### Records provided ###

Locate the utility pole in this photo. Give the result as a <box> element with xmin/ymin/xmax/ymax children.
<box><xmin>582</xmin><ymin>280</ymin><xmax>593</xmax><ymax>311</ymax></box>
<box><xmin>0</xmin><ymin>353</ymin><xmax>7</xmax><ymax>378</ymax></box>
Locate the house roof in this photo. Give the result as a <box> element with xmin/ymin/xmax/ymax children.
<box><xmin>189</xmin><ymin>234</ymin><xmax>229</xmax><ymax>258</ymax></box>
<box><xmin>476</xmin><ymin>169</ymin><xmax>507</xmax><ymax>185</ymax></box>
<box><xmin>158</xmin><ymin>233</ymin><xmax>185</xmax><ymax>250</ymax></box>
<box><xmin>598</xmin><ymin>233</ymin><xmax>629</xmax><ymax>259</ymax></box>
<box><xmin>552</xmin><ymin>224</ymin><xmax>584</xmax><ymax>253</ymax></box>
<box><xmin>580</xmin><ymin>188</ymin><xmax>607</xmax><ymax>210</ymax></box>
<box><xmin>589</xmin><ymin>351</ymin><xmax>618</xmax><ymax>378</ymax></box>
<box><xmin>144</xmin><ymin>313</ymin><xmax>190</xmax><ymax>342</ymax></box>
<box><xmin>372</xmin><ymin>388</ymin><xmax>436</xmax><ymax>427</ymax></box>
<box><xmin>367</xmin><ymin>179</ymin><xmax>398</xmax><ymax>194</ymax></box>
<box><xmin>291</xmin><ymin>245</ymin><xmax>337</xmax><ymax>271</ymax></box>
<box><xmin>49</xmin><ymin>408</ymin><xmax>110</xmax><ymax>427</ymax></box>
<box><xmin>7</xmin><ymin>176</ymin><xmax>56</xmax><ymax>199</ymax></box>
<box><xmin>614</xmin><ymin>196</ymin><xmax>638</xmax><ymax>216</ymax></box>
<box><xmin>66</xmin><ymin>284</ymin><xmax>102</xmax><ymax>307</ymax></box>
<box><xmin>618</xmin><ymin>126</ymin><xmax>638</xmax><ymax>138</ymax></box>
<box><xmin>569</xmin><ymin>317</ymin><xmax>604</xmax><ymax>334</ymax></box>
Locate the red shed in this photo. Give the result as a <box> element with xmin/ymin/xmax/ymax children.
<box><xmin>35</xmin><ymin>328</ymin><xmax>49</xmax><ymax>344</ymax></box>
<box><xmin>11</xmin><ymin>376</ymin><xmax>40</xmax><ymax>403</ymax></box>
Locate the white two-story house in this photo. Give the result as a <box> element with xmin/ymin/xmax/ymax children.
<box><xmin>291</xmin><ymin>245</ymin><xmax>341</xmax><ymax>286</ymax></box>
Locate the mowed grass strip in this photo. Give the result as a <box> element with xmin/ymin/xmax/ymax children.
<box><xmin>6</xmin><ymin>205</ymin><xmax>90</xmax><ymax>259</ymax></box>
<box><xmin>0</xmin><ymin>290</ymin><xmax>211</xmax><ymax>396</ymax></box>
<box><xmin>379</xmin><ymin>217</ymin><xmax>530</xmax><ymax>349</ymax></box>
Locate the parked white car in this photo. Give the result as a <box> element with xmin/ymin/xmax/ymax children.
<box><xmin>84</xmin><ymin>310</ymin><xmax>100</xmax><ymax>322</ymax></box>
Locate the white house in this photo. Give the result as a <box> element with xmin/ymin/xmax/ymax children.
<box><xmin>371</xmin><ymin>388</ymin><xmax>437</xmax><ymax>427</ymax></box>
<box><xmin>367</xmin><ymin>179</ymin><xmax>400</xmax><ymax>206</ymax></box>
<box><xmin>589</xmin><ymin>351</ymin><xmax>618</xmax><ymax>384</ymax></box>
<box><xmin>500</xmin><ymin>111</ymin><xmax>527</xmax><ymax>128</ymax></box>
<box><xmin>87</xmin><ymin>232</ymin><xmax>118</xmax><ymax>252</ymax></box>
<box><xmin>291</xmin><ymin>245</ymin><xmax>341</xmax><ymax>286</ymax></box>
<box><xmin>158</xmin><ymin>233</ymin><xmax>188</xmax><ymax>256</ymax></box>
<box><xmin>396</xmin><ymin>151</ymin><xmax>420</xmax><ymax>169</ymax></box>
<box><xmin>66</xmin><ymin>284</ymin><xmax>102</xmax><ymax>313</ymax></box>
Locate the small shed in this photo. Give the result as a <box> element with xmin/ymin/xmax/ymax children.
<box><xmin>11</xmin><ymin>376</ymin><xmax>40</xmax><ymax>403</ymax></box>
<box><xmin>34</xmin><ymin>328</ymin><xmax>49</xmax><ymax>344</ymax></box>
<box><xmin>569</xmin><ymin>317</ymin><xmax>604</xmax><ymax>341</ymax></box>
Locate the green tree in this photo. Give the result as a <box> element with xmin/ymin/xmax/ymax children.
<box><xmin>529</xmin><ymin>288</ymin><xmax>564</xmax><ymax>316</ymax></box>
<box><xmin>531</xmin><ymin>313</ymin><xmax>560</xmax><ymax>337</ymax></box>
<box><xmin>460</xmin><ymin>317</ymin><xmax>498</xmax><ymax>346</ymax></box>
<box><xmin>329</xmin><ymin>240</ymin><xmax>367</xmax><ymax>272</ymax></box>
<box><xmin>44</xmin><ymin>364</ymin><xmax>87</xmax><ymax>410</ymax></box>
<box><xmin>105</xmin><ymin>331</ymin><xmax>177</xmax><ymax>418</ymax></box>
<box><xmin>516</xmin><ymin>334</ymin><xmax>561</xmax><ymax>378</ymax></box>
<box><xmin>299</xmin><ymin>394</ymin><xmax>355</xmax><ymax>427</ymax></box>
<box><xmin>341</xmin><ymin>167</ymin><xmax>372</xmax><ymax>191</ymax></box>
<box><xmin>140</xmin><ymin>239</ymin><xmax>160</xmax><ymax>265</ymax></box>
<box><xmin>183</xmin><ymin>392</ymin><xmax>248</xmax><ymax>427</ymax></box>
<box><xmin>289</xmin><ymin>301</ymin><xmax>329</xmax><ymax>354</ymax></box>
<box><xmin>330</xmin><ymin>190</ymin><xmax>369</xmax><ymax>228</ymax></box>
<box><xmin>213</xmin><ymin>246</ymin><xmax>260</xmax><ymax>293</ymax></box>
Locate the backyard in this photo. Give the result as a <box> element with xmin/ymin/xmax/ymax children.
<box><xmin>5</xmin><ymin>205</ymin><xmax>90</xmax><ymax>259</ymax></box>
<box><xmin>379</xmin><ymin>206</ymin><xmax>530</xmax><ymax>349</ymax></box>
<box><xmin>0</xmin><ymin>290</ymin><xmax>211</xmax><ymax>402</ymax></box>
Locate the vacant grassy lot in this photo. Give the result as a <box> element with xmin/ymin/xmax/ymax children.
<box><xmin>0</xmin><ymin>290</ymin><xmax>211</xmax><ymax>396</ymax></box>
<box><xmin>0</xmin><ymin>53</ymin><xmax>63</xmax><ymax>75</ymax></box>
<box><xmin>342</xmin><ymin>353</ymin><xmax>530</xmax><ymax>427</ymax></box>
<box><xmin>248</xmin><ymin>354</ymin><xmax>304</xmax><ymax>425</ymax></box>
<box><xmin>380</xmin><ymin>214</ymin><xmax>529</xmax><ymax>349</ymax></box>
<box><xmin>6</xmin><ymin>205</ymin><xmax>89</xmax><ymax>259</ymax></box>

###

### Task to carry out
Pull out every line of the listing above that contains the word "shed", and treat uppercase and lowercase as different.

### Response for this exercise
Locate the red shed in this photo. Give the result as a <box> element with xmin/ymin/xmax/ymax children.
Locate the small shed in this photo. Give the result as a <box> element with xmin/ymin/xmax/ymax children.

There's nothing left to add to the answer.